PROBLEM STATEMENT:
Print out every record below, exactly as written.

Saved entries:

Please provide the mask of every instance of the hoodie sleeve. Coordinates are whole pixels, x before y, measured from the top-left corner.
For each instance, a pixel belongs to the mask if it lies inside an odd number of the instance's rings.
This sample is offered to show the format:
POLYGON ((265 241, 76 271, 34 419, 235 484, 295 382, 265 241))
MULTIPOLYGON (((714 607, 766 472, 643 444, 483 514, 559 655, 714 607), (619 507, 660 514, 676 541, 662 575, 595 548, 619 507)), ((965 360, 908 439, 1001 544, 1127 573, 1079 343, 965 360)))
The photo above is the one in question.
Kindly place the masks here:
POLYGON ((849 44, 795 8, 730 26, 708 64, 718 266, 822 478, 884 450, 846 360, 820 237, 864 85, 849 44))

WRITTEN ANSWER:
Please provide the mask of every instance of the hoodie sleeve. Coordinates are whole pixels, x before y, measured from the top-left corner.
For each instance, a pixel belongs to the mask if it lies inside an odd number of the instance's rings.
This sample is offered to show the format:
POLYGON ((265 241, 76 271, 34 419, 235 484, 295 382, 265 241))
MULTIPOLYGON (((714 607, 766 472, 643 444, 483 514, 559 655, 714 607), (619 507, 660 514, 676 541, 662 575, 595 548, 619 507)), ((965 360, 908 439, 1001 544, 1127 573, 1079 343, 965 360)))
The photo above is the one in question.
Kindly place the masks here:
POLYGON ((849 44, 795 8, 730 26, 708 64, 718 266, 822 478, 884 450, 846 360, 820 237, 864 85, 849 44))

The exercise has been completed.